───── Data to examine

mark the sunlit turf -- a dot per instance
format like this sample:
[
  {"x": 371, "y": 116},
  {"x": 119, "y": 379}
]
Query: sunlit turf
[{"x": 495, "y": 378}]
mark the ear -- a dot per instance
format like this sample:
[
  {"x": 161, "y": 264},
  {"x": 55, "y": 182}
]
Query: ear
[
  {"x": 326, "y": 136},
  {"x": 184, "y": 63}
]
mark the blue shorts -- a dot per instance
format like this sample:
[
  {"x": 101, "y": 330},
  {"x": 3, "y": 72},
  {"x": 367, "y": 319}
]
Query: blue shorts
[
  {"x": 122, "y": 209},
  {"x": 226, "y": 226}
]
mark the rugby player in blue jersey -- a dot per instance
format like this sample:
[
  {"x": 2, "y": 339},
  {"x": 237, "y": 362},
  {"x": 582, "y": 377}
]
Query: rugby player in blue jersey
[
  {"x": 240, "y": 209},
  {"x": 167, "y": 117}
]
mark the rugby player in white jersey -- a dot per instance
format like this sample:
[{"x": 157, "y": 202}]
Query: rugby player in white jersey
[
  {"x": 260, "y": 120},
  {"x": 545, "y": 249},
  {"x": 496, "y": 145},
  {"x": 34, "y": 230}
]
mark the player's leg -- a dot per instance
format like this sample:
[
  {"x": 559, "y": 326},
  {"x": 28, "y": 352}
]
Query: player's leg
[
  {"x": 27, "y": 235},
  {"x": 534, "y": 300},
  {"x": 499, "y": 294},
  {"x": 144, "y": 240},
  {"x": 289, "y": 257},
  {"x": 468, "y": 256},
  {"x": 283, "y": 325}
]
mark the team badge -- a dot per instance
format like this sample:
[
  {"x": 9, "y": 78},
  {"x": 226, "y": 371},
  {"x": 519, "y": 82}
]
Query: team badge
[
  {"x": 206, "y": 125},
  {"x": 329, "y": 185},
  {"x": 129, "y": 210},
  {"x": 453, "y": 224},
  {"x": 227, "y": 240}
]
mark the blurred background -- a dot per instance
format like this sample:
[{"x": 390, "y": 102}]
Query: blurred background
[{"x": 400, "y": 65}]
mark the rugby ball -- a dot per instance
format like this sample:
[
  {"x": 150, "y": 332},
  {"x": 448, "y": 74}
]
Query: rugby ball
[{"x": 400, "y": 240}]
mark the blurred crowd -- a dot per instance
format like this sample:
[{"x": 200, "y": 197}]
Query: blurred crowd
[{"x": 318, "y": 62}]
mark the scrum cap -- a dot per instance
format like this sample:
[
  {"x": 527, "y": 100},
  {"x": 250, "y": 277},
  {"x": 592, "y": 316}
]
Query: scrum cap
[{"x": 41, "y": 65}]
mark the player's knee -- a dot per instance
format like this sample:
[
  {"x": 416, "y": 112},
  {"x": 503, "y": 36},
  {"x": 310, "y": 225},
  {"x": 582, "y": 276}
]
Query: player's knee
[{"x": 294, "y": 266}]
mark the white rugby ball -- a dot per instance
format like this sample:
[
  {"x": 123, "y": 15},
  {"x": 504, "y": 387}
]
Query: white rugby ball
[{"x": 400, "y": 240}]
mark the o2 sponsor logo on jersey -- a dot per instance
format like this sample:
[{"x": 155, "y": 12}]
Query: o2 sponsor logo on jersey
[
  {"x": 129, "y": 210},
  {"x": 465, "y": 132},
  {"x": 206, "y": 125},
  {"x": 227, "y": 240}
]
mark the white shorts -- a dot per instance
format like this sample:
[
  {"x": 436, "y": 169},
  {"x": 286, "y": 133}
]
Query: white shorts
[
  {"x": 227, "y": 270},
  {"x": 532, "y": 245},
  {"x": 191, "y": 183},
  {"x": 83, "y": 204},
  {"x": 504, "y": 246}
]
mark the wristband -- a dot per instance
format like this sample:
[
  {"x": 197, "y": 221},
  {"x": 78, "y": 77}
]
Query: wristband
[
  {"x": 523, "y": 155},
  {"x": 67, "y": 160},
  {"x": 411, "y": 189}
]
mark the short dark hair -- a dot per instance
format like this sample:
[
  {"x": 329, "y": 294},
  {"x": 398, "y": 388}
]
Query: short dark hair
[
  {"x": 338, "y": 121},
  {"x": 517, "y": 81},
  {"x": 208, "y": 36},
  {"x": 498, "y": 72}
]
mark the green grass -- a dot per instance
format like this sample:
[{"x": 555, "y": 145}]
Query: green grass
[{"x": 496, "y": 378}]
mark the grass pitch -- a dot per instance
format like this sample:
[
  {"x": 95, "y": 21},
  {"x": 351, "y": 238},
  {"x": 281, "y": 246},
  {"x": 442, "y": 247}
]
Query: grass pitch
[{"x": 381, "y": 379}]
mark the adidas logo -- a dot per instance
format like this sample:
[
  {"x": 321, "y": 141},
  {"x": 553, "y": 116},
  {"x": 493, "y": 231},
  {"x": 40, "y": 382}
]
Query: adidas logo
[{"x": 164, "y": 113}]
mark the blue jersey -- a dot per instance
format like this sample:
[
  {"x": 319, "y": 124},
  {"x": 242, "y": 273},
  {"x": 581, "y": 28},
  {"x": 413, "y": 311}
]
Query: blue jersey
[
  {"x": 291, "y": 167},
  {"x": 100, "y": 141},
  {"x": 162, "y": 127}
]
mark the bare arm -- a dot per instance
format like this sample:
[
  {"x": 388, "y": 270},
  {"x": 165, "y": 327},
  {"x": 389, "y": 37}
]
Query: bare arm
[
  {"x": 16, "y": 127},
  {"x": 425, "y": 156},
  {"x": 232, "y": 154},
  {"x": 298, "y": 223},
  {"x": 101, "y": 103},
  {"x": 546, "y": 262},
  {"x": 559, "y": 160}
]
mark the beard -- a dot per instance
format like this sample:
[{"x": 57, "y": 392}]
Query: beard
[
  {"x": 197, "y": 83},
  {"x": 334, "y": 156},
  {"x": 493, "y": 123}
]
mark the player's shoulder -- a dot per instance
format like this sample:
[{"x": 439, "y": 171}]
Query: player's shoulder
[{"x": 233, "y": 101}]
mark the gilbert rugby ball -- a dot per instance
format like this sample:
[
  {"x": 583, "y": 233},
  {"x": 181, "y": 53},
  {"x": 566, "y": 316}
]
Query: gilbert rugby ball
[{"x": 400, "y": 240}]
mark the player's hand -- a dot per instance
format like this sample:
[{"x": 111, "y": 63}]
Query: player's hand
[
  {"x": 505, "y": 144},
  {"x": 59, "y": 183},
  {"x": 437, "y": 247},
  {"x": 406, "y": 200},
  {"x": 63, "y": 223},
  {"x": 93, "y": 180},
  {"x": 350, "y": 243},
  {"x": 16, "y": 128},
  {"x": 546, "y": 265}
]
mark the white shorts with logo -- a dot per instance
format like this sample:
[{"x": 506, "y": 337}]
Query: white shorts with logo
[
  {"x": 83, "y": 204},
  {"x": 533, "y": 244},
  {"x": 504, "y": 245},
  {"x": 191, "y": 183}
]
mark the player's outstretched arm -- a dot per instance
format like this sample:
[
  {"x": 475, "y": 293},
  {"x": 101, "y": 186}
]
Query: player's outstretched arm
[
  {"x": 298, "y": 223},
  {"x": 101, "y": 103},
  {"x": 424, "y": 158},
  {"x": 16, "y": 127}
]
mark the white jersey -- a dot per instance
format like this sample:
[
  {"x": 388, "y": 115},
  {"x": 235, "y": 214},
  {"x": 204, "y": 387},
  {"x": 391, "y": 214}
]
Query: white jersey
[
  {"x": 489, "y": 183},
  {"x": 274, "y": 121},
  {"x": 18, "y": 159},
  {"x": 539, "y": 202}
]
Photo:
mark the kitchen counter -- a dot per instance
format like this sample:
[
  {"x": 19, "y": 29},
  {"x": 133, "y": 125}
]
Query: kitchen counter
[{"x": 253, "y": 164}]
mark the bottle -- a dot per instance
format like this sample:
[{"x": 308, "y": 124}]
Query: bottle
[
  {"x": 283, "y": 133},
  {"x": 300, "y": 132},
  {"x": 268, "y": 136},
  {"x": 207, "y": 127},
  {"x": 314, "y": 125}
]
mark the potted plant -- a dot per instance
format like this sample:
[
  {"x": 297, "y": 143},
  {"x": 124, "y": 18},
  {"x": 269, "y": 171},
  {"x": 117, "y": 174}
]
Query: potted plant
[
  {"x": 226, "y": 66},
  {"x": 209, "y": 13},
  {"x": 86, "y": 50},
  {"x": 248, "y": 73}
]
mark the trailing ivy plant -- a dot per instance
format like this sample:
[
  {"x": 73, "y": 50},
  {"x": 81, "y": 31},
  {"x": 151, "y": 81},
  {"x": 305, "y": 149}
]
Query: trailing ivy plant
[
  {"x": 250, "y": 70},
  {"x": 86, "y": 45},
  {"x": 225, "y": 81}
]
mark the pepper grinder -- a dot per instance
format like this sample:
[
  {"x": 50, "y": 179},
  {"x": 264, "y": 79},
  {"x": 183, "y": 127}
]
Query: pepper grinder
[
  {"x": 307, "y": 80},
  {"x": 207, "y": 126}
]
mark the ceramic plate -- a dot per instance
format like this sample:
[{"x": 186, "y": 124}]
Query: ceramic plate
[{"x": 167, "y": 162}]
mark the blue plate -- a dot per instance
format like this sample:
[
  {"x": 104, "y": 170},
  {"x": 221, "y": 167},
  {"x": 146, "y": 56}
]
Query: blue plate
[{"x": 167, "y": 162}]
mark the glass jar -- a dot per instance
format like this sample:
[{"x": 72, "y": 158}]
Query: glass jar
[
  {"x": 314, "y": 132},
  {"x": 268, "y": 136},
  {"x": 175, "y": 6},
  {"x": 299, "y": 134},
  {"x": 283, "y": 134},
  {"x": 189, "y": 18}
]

──────────

To do = Reproduce the entries exactly, but only from their first line to the line holding "mark the blurred background", with that last line kept.

Exercise solution =
mark the sunlit turf -- a dot per instance
format like this sample:
[
  {"x": 371, "y": 116},
  {"x": 119, "y": 379}
]
Query: sunlit turf
[{"x": 495, "y": 378}]
mark the ear -- a dot per instance
format like this sample:
[
  {"x": 161, "y": 264},
  {"x": 55, "y": 182}
]
Query: ear
[
  {"x": 326, "y": 136},
  {"x": 184, "y": 63}
]
mark the blue shorts -- a dot per instance
format like this sample:
[
  {"x": 101, "y": 330},
  {"x": 3, "y": 72},
  {"x": 367, "y": 319}
]
Query: blue shorts
[
  {"x": 122, "y": 209},
  {"x": 226, "y": 226}
]
mark the rugby player in blue jersey -- a dot per instance
format like this sample:
[
  {"x": 2, "y": 339},
  {"x": 237, "y": 362},
  {"x": 582, "y": 377}
]
Query: rugby player in blue jersey
[
  {"x": 240, "y": 209},
  {"x": 167, "y": 117}
]
mark the rugby player in white jersey -- a dot per instance
format like this sample:
[{"x": 157, "y": 202}]
Query: rugby player in white jersey
[
  {"x": 260, "y": 120},
  {"x": 545, "y": 249},
  {"x": 496, "y": 145},
  {"x": 34, "y": 230}
]
mark the player's leg -- a dot per instance
format like this sample:
[
  {"x": 559, "y": 326},
  {"x": 28, "y": 352}
]
Query: player's leg
[
  {"x": 27, "y": 235},
  {"x": 534, "y": 300},
  {"x": 499, "y": 294},
  {"x": 144, "y": 240},
  {"x": 289, "y": 257},
  {"x": 468, "y": 256},
  {"x": 283, "y": 325}
]
mark the team badge -- a dot per instance
format like this sample:
[
  {"x": 9, "y": 78},
  {"x": 226, "y": 371},
  {"x": 519, "y": 82}
]
Query: team badge
[
  {"x": 206, "y": 125},
  {"x": 329, "y": 185},
  {"x": 129, "y": 210},
  {"x": 453, "y": 224},
  {"x": 227, "y": 240}
]
mark the blurred background -- a dot per instance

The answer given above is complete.